TASK OBJECTIVE
Beginning with the line that contains "Intersection-audit request. Target: fire", extract each line through the end of the listing below, with no additions or omissions.

##### DATA TO USE

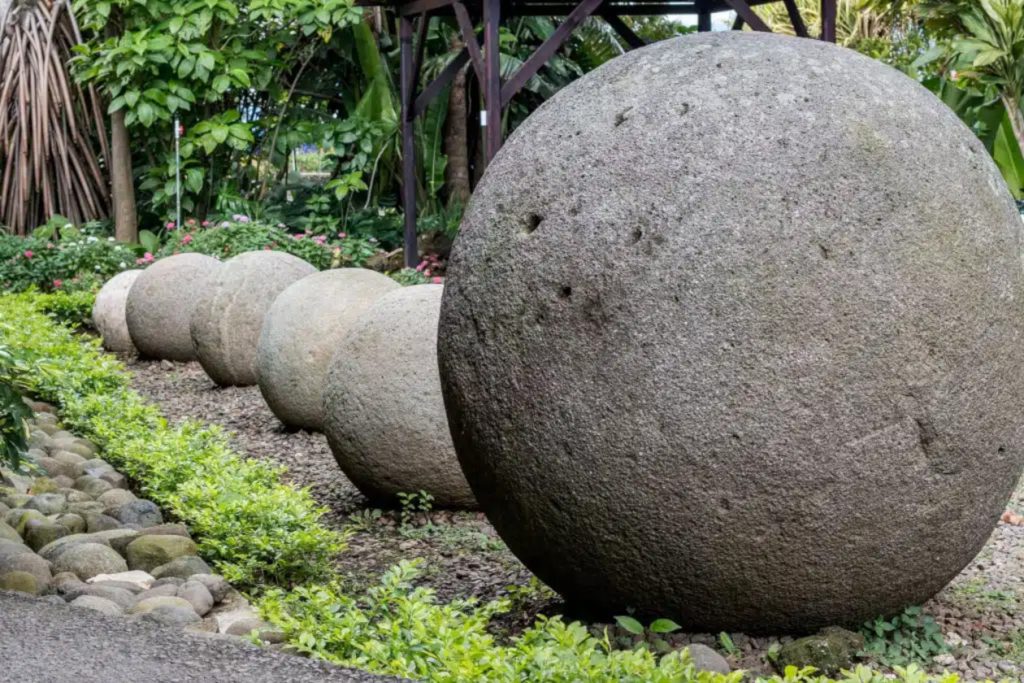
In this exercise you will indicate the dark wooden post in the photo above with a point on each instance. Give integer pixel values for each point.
(704, 15)
(407, 77)
(828, 13)
(493, 77)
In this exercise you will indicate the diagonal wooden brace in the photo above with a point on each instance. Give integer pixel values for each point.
(547, 49)
(749, 15)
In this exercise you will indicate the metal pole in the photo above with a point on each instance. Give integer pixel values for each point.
(177, 173)
(491, 118)
(408, 139)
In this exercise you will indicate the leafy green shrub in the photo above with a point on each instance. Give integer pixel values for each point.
(78, 260)
(257, 530)
(13, 412)
(72, 308)
(226, 239)
(252, 526)
(910, 636)
(400, 630)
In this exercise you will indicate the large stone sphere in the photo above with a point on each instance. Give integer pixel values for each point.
(384, 416)
(109, 311)
(161, 303)
(732, 334)
(226, 324)
(300, 334)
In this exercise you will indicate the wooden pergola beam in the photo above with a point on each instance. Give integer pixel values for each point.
(750, 16)
(624, 31)
(547, 49)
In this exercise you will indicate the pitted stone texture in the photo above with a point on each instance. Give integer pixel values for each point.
(300, 334)
(161, 303)
(226, 324)
(736, 347)
(384, 414)
(109, 311)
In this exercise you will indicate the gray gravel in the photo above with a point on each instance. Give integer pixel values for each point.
(43, 641)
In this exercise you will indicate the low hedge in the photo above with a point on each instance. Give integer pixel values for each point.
(268, 537)
(253, 527)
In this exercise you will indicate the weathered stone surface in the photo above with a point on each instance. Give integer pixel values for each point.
(150, 603)
(28, 562)
(302, 331)
(140, 580)
(139, 513)
(384, 414)
(182, 567)
(738, 348)
(227, 319)
(42, 532)
(98, 604)
(705, 658)
(148, 552)
(86, 560)
(116, 498)
(48, 504)
(829, 651)
(161, 302)
(198, 596)
(22, 582)
(109, 311)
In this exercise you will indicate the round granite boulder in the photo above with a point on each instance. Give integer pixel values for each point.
(384, 416)
(732, 334)
(226, 323)
(299, 336)
(109, 311)
(161, 302)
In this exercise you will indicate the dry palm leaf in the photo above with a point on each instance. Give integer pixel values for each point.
(50, 127)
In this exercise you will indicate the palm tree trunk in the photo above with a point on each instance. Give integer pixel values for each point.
(457, 141)
(1013, 103)
(122, 184)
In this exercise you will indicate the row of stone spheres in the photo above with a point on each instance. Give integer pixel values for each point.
(348, 352)
(732, 334)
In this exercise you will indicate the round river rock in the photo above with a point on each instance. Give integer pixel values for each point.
(228, 317)
(300, 334)
(384, 414)
(109, 311)
(732, 335)
(161, 303)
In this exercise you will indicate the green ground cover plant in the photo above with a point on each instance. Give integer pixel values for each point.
(252, 526)
(268, 537)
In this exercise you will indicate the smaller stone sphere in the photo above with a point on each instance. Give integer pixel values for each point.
(384, 416)
(300, 333)
(109, 312)
(226, 324)
(161, 303)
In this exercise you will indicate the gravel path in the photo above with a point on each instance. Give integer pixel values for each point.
(56, 643)
(980, 612)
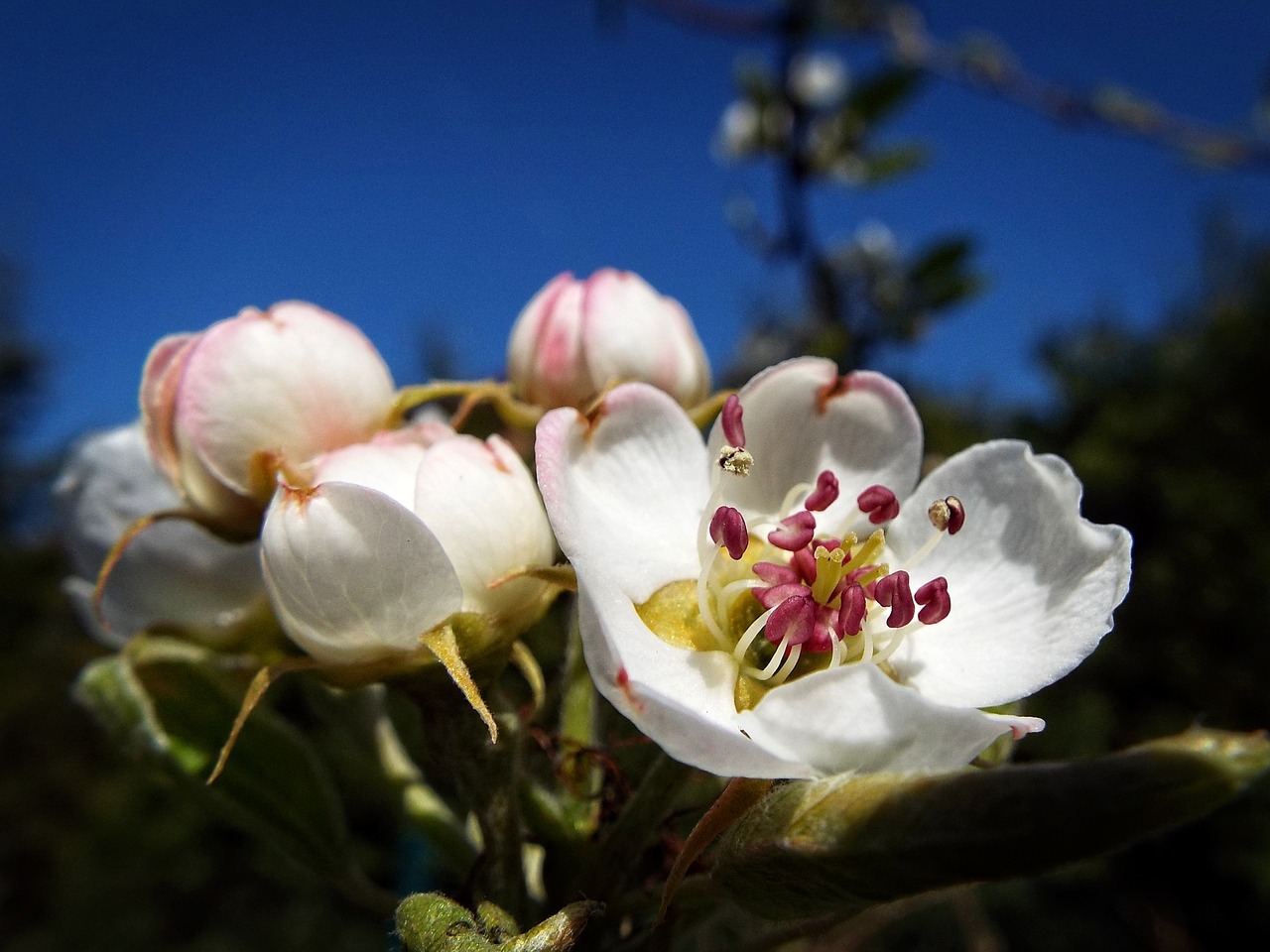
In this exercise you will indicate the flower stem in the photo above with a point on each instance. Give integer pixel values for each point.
(604, 875)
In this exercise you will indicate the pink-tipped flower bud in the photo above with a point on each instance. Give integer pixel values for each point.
(394, 536)
(173, 576)
(223, 408)
(575, 338)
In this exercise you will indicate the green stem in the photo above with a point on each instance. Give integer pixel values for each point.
(604, 875)
(421, 803)
(485, 774)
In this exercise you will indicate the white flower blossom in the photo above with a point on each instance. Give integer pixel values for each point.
(824, 612)
(172, 575)
(385, 539)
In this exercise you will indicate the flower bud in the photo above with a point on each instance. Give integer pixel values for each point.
(431, 921)
(575, 338)
(818, 80)
(225, 407)
(173, 575)
(842, 843)
(394, 536)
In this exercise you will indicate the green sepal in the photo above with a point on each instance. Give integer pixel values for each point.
(843, 843)
(430, 921)
(171, 705)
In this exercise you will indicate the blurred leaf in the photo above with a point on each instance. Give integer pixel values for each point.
(171, 707)
(944, 255)
(885, 164)
(942, 275)
(843, 843)
(875, 96)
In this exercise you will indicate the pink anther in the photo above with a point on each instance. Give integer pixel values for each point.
(825, 494)
(893, 592)
(793, 619)
(934, 598)
(733, 430)
(728, 530)
(794, 531)
(879, 503)
(851, 613)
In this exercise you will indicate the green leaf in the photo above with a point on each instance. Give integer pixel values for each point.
(430, 921)
(885, 164)
(169, 706)
(880, 94)
(843, 843)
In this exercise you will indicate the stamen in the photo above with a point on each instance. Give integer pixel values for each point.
(733, 430)
(774, 595)
(728, 530)
(735, 460)
(935, 601)
(851, 612)
(828, 572)
(751, 634)
(793, 620)
(703, 608)
(879, 503)
(775, 574)
(778, 656)
(788, 667)
(826, 493)
(947, 515)
(794, 532)
(893, 592)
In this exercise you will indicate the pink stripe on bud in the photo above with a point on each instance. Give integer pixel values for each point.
(794, 532)
(728, 530)
(793, 619)
(935, 601)
(879, 503)
(731, 428)
(893, 592)
(825, 494)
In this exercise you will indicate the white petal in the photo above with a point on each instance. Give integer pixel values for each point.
(479, 500)
(295, 380)
(801, 419)
(680, 698)
(390, 466)
(353, 575)
(544, 354)
(1033, 583)
(857, 719)
(625, 495)
(175, 572)
(108, 481)
(631, 333)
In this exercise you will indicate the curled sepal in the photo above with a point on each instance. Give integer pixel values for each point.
(430, 921)
(842, 843)
(169, 705)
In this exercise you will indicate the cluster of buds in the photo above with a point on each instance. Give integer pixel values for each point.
(711, 578)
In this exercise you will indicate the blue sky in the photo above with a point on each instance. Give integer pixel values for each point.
(423, 168)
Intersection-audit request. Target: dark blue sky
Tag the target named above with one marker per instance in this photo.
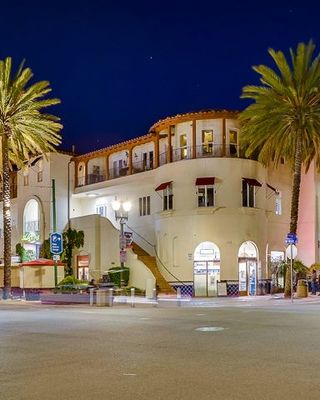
(119, 66)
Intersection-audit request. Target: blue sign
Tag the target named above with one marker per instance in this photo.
(56, 243)
(291, 238)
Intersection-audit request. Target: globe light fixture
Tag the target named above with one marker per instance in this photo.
(121, 210)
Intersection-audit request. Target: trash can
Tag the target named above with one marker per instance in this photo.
(302, 288)
(101, 297)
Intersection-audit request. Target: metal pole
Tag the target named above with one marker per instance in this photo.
(121, 248)
(291, 268)
(54, 221)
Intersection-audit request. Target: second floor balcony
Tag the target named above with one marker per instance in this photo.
(205, 150)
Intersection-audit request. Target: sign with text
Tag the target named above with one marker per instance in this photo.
(291, 238)
(129, 239)
(123, 256)
(56, 243)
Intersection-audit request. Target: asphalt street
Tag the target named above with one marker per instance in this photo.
(226, 350)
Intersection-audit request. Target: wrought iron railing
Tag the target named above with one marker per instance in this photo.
(205, 150)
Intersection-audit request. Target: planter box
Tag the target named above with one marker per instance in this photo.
(66, 298)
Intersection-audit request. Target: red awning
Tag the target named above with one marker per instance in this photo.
(205, 181)
(40, 262)
(252, 182)
(163, 186)
(272, 188)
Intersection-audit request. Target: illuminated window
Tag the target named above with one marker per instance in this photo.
(144, 206)
(249, 192)
(278, 204)
(101, 209)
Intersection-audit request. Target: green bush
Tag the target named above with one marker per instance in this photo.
(70, 284)
(71, 280)
(117, 273)
(137, 291)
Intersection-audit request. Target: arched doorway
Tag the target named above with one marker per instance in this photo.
(248, 260)
(206, 269)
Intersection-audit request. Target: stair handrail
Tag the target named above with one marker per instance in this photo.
(157, 256)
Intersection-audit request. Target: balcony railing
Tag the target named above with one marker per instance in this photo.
(205, 150)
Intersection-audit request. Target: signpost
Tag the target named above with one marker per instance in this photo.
(56, 248)
(56, 243)
(291, 252)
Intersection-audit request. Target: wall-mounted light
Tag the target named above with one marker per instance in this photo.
(92, 194)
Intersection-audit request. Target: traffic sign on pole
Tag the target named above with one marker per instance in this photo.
(291, 238)
(56, 243)
(291, 252)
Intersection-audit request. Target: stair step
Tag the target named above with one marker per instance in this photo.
(150, 261)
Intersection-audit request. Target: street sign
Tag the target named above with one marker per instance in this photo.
(291, 238)
(56, 243)
(129, 239)
(123, 256)
(294, 251)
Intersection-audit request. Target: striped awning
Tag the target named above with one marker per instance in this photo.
(163, 186)
(205, 181)
(252, 182)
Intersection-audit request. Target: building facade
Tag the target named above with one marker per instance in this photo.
(203, 210)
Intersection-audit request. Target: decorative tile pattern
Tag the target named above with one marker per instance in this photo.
(186, 290)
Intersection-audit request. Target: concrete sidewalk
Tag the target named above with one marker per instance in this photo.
(173, 301)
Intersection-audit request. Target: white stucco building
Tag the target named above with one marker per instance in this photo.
(200, 210)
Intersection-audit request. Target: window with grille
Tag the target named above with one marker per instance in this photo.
(144, 206)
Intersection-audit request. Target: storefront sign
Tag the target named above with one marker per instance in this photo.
(83, 261)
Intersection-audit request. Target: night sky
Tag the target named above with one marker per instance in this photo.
(120, 66)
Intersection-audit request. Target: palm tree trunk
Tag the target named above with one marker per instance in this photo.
(294, 203)
(6, 215)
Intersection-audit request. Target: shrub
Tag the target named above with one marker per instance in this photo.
(118, 273)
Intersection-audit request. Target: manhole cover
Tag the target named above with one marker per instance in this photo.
(210, 329)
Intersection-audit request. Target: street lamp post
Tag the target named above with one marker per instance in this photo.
(121, 210)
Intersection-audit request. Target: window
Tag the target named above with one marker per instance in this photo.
(205, 191)
(26, 179)
(183, 146)
(233, 143)
(167, 196)
(206, 196)
(40, 171)
(207, 141)
(278, 205)
(249, 192)
(101, 209)
(144, 206)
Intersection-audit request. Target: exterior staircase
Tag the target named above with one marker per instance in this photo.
(150, 262)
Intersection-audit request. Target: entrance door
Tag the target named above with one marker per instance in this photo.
(247, 278)
(206, 276)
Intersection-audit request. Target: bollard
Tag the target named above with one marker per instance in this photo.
(154, 297)
(132, 297)
(110, 297)
(179, 297)
(91, 296)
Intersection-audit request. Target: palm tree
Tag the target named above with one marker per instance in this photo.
(284, 118)
(25, 131)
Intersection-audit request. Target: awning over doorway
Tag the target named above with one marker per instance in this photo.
(40, 262)
(163, 186)
(205, 181)
(252, 182)
(272, 188)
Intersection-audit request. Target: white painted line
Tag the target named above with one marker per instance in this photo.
(209, 329)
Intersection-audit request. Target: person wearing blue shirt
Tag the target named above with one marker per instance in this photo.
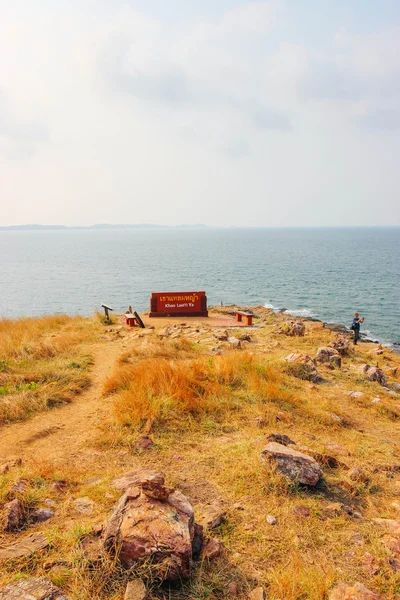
(356, 327)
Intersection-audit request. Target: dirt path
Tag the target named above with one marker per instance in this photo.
(61, 433)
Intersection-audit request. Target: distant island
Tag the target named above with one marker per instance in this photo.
(35, 227)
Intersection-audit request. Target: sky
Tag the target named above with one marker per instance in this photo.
(224, 112)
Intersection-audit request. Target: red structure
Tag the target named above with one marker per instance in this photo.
(178, 304)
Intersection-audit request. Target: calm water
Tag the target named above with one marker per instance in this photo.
(326, 273)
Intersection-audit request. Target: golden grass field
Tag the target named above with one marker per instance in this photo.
(208, 415)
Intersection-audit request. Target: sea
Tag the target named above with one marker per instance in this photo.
(324, 273)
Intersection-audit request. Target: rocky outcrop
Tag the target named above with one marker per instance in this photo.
(352, 592)
(152, 522)
(294, 328)
(328, 355)
(303, 367)
(294, 465)
(33, 588)
(374, 374)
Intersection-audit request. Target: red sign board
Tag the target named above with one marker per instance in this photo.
(178, 304)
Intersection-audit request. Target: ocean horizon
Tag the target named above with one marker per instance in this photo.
(320, 272)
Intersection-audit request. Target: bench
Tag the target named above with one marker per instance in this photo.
(248, 316)
(130, 319)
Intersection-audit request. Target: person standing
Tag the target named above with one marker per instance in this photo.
(356, 327)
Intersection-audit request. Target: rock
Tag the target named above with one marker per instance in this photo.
(144, 442)
(159, 529)
(136, 477)
(294, 328)
(14, 515)
(83, 506)
(212, 549)
(280, 439)
(135, 590)
(231, 589)
(303, 367)
(212, 516)
(42, 514)
(301, 511)
(24, 547)
(257, 594)
(356, 474)
(328, 355)
(374, 374)
(294, 465)
(32, 588)
(352, 592)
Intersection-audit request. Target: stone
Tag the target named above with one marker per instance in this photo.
(20, 486)
(212, 549)
(135, 590)
(280, 438)
(294, 465)
(160, 530)
(14, 515)
(257, 594)
(134, 478)
(352, 592)
(42, 514)
(32, 588)
(231, 589)
(301, 511)
(144, 442)
(83, 506)
(357, 474)
(328, 355)
(212, 516)
(374, 374)
(303, 367)
(24, 547)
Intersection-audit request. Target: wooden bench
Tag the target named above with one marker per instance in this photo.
(130, 319)
(248, 316)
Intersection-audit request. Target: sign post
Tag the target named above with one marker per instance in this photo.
(178, 304)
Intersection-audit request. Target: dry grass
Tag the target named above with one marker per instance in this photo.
(43, 363)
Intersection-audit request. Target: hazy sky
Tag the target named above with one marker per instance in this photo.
(226, 112)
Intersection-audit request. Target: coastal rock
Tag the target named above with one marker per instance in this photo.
(303, 367)
(24, 547)
(152, 522)
(374, 374)
(212, 516)
(33, 588)
(352, 592)
(294, 465)
(14, 515)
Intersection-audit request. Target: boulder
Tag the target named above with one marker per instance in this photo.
(14, 515)
(32, 588)
(34, 542)
(352, 592)
(152, 522)
(135, 590)
(294, 465)
(374, 374)
(303, 367)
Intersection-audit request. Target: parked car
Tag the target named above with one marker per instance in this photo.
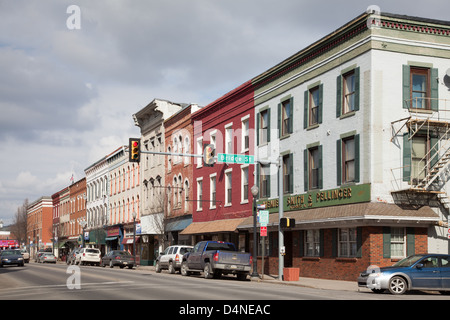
(172, 258)
(11, 257)
(118, 258)
(215, 258)
(25, 255)
(71, 257)
(89, 256)
(416, 272)
(47, 258)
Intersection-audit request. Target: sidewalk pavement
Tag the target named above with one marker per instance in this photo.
(302, 282)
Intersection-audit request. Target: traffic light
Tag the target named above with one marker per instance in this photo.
(208, 155)
(287, 223)
(134, 150)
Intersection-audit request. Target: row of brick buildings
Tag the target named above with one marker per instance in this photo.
(359, 122)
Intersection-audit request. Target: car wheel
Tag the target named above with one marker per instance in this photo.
(207, 271)
(184, 269)
(171, 268)
(398, 285)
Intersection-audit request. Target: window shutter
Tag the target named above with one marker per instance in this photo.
(386, 242)
(434, 89)
(359, 242)
(322, 243)
(301, 244)
(258, 118)
(406, 86)
(338, 96)
(334, 240)
(305, 110)
(320, 167)
(357, 88)
(279, 120)
(410, 241)
(305, 169)
(291, 116)
(320, 102)
(339, 162)
(406, 158)
(357, 158)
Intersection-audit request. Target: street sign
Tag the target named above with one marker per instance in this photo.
(263, 217)
(235, 158)
(263, 232)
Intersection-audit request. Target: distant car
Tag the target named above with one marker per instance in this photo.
(416, 272)
(11, 257)
(89, 256)
(47, 258)
(172, 258)
(118, 258)
(25, 255)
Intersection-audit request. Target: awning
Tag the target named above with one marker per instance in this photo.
(179, 224)
(369, 212)
(130, 240)
(216, 226)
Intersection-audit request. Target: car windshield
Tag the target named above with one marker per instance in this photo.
(407, 262)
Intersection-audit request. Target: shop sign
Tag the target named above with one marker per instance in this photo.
(321, 198)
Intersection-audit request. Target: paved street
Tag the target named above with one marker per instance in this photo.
(50, 282)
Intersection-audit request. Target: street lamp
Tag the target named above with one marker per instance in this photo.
(134, 236)
(255, 191)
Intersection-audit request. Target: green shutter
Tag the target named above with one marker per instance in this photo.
(359, 242)
(291, 116)
(410, 241)
(279, 120)
(406, 158)
(357, 89)
(434, 89)
(357, 158)
(320, 167)
(320, 102)
(305, 110)
(338, 96)
(339, 162)
(406, 86)
(386, 242)
(305, 169)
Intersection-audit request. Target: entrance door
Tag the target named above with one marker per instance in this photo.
(289, 247)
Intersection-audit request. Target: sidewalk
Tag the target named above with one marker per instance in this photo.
(302, 282)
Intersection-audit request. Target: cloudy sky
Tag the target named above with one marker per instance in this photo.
(67, 95)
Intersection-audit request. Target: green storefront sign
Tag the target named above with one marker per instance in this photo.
(321, 198)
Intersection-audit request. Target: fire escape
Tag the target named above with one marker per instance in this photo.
(422, 178)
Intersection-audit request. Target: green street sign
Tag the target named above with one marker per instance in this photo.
(235, 158)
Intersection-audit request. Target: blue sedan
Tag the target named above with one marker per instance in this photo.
(416, 272)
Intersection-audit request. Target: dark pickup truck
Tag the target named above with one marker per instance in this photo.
(215, 258)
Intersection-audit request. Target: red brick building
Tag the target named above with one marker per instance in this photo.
(221, 193)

##########

RESPONSE
Intersection-audit request. Target: fire escape
Tag the target named above with one marker per instance in this photo.
(422, 178)
Intersection-audit request. Target: green street sign
Tag the target named above with one marker per instance in this photo.
(235, 158)
Intersection-audit request. Target: blue sedan
Tag the target named above with one marker per instance in this photo.
(416, 272)
Intersection-audit request. Target: dark pickup truck
Tag the target named above with one marker per instance in this photo.
(215, 258)
Intersection-audit request. Target: red brick building
Tag the target named above with one marker per instance in this photo.
(221, 193)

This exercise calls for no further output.